:: EXERCISES TO COMPLETE ::
a – In the theater lineup text that follows, who directs the Théâtre National du Luxembourg's adaptation of Bernward Vesper's novel?
b – Extend the text about the European theater productions with a few more sentences, picking up after its final sentence.

Stefano Massini’s Ladies Football Club, directed by Giorgio Sangati, is a production from the Piccolo Teatro di Milano which spotlights the struggle for women’s rights through the story of a female football team. The second production from Italy, Kafka's Metamorphosis from the Teatro di Roma, directed/adapted by Giorgio Barberio Corsetti, is an entirely different beast. The isolation enforced by the global health crisis is often a cause of depression, and the work brings this contemporary condition to bear on Kafka’s protagonist, who is transformed into an insect by his growing alienation.
Portugal’s Teatro Nacional São João is also here with Jean Genet’s The Balcony, directed by Nuno Cardoso. And from the pure theatre of Genet, we move to another stage adaptation of a literary text, this time from the Théâtre National du Luxembourg.
THE JOURNEY. The trip is based on the novel by Bernward Vesper. Kathrin Herm directs this singular "novelistic essay" with three performers, putting one of the most radical texts of the 20th century into the limelight. Another adaptation of a novel, this time Stanislaw Lem’s Fiasco, is presented by Krakow’s National Stary Theatre, directed by Magda Szpecht. A work of science fiction, an allegory for the pessimism we feel "about our species’ future”.

:: INPUT DATA ::
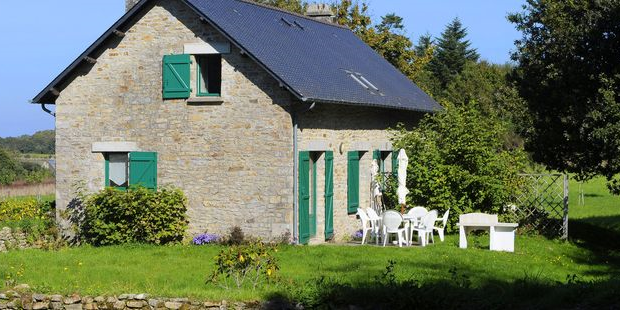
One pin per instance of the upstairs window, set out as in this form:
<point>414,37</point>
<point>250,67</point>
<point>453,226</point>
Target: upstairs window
<point>209,75</point>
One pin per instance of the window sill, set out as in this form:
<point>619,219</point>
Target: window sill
<point>208,100</point>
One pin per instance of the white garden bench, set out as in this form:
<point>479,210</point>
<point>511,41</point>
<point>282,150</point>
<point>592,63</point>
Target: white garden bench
<point>502,234</point>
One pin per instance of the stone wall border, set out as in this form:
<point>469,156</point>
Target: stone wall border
<point>20,297</point>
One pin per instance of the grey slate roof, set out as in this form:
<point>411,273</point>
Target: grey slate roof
<point>316,61</point>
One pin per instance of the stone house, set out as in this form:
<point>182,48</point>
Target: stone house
<point>266,119</point>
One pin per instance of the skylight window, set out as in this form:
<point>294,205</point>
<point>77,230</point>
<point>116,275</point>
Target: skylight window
<point>360,79</point>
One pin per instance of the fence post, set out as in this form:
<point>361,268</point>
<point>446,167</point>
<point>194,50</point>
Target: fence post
<point>565,216</point>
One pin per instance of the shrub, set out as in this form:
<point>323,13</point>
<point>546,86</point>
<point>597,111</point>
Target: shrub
<point>235,237</point>
<point>205,238</point>
<point>137,215</point>
<point>33,217</point>
<point>10,168</point>
<point>458,160</point>
<point>239,264</point>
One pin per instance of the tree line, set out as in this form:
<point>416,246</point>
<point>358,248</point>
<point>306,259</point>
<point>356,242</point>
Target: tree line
<point>13,149</point>
<point>42,142</point>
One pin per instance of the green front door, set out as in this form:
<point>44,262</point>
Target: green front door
<point>304,197</point>
<point>313,199</point>
<point>329,195</point>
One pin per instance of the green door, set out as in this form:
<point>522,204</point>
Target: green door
<point>314,199</point>
<point>395,163</point>
<point>329,195</point>
<point>353,181</point>
<point>143,169</point>
<point>304,197</point>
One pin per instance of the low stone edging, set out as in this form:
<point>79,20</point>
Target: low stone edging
<point>19,298</point>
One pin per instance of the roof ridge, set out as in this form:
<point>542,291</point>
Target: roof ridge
<point>293,13</point>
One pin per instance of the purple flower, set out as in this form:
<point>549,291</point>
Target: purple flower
<point>205,238</point>
<point>358,234</point>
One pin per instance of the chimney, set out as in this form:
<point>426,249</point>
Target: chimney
<point>321,11</point>
<point>130,4</point>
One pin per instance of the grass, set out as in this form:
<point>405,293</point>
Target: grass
<point>542,273</point>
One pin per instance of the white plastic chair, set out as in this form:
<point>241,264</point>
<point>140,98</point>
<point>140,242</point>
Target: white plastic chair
<point>425,229</point>
<point>366,226</point>
<point>440,229</point>
<point>375,221</point>
<point>415,213</point>
<point>391,225</point>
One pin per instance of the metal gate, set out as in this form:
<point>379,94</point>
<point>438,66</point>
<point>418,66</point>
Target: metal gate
<point>543,203</point>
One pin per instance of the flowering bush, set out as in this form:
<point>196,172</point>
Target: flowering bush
<point>252,263</point>
<point>357,235</point>
<point>20,209</point>
<point>206,238</point>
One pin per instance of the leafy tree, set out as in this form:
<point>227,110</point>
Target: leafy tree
<point>457,160</point>
<point>569,73</point>
<point>424,43</point>
<point>452,53</point>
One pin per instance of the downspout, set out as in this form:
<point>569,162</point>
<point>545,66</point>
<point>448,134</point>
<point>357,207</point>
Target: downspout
<point>48,111</point>
<point>296,174</point>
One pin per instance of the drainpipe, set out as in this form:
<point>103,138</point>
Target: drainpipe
<point>48,111</point>
<point>296,174</point>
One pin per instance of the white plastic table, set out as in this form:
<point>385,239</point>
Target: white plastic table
<point>502,235</point>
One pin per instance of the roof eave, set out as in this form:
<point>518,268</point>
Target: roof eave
<point>374,105</point>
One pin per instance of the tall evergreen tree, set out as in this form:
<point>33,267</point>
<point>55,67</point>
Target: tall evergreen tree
<point>424,43</point>
<point>452,53</point>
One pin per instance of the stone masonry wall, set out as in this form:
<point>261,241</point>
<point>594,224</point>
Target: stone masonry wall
<point>232,160</point>
<point>21,298</point>
<point>357,129</point>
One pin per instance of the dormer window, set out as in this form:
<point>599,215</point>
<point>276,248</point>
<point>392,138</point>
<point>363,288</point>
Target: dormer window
<point>205,60</point>
<point>209,78</point>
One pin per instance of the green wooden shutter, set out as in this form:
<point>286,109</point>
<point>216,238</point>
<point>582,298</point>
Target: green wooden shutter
<point>304,197</point>
<point>175,76</point>
<point>329,195</point>
<point>353,181</point>
<point>395,163</point>
<point>314,200</point>
<point>143,169</point>
<point>376,154</point>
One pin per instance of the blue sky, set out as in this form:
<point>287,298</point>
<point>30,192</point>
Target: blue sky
<point>41,38</point>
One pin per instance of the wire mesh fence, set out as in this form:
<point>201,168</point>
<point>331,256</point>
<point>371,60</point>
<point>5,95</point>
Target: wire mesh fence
<point>543,203</point>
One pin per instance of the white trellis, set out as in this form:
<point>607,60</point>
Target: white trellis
<point>543,203</point>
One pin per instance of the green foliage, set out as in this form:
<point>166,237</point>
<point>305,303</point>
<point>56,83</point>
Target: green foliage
<point>33,217</point>
<point>254,263</point>
<point>487,86</point>
<point>452,53</point>
<point>235,237</point>
<point>42,142</point>
<point>569,73</point>
<point>10,168</point>
<point>17,209</point>
<point>137,215</point>
<point>457,160</point>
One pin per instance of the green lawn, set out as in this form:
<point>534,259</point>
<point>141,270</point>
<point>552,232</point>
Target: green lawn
<point>541,272</point>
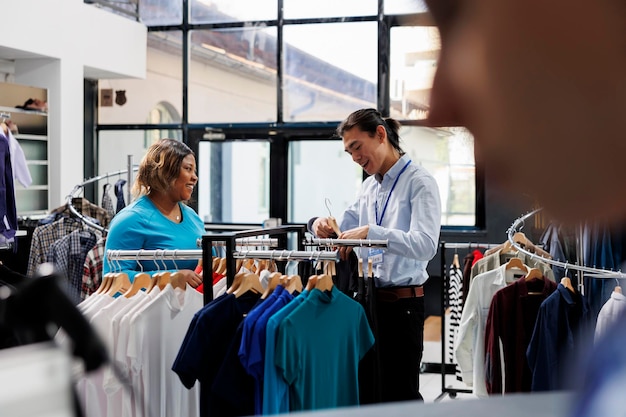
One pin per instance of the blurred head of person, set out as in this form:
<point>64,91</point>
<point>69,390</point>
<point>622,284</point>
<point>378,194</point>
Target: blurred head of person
<point>542,87</point>
<point>168,169</point>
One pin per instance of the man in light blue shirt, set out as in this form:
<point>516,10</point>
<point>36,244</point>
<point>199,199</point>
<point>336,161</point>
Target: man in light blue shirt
<point>399,202</point>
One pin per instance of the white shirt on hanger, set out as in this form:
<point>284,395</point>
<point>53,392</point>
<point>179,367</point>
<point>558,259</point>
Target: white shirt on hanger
<point>609,313</point>
<point>157,333</point>
<point>470,343</point>
<point>122,360</point>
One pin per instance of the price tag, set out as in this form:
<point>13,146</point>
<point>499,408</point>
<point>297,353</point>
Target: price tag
<point>376,256</point>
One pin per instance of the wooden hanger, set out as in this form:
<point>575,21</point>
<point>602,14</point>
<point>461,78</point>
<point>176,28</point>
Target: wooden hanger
<point>236,282</point>
<point>534,273</point>
<point>140,282</point>
<point>324,282</point>
<point>121,284</point>
<point>567,283</point>
<point>177,279</point>
<point>105,283</point>
<point>332,222</point>
<point>311,282</point>
<point>294,283</point>
<point>250,282</point>
<point>455,261</point>
<point>516,263</point>
<point>273,282</point>
<point>221,268</point>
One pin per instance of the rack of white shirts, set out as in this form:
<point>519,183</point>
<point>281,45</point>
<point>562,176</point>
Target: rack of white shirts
<point>518,225</point>
<point>229,240</point>
<point>328,242</point>
<point>445,284</point>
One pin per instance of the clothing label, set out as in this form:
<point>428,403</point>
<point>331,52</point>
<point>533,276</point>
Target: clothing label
<point>376,255</point>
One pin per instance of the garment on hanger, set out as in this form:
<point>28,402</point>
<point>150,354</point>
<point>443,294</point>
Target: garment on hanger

:: ANSWERS BELOW ::
a – Kathrin Herm

b –
The National Theatre (Prague)'s production of a topical play by the Mexican playwright Alejandro Ricaño, Hotel Good Luck, directed by Michal Dočekal, deals with our fear of death and the loss of people dear to us. Also addressing the pandemic, though in the form of an opera this time, Tompa Gábor directs Mozart's Magic Flute at the Cluj Hungarian Opera, seeking to find parallels with the present and pondering concepts which seem to have lost both their meaning and their value in our era.
Finally, the Jaffa Theatre, a theatre in Israel dedicated to promoting cooperation and mutual respect between Israelis and Arabs, stages David Grossman’s The Yellow Wind, adapted and directed by Ilan Ronen. The play, which consists of eye-witness accounts Grossman recorded on the West Bank, has provoked a good deal of intense thought and reflection.